• [Items listed in a dataset]
Segment Open

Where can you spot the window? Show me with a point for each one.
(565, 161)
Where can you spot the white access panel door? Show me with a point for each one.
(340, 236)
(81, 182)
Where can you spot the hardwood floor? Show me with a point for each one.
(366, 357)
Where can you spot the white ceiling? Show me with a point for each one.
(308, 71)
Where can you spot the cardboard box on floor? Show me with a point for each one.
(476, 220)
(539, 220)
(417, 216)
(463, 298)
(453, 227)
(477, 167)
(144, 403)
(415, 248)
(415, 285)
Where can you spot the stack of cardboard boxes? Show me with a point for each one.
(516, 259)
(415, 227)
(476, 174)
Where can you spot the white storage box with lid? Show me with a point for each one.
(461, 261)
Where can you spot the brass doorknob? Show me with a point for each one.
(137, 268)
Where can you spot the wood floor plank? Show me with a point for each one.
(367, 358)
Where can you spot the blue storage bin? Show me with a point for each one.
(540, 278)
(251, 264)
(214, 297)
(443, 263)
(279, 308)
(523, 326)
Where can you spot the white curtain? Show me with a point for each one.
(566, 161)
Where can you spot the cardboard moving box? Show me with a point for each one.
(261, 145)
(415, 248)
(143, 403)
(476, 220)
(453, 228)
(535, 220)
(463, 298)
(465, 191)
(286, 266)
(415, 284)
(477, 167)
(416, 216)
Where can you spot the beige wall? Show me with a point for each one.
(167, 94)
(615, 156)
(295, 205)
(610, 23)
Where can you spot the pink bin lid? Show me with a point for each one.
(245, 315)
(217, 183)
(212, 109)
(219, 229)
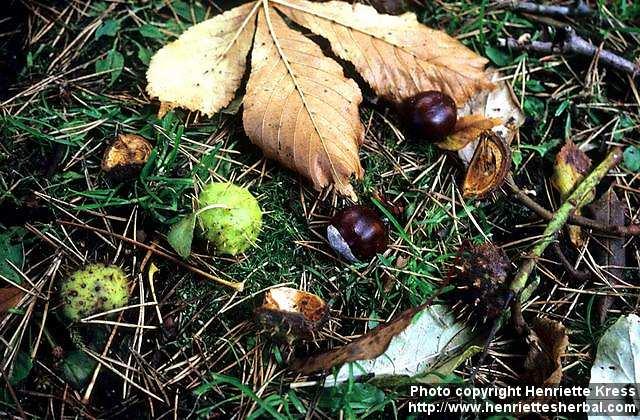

Segment Closed

• [Task details]
Omit all pictures and write out, exactly, only the lines from the line containing "Where can you spot the blue" through the last line of the entries above.

• [Answer for this exercise]
Where can you spot the blue storage bin? Show me with a point for each one.
(540, 278)
(251, 264)
(214, 297)
(443, 263)
(279, 308)
(523, 326)
Where can you spot the white curtain? Show me with a point for each one.
(566, 161)
Where can you spot the cardboard moving box? Show me with a point for each one.
(261, 145)
(415, 248)
(143, 403)
(476, 220)
(453, 228)
(535, 220)
(463, 298)
(465, 191)
(286, 266)
(415, 284)
(477, 167)
(416, 216)
Where can you spot the beige wall? Show me with a point for each one.
(167, 94)
(615, 156)
(295, 205)
(610, 23)
Where can you spot the pink bin lid? Show me with a point for each one.
(245, 315)
(217, 183)
(212, 109)
(219, 229)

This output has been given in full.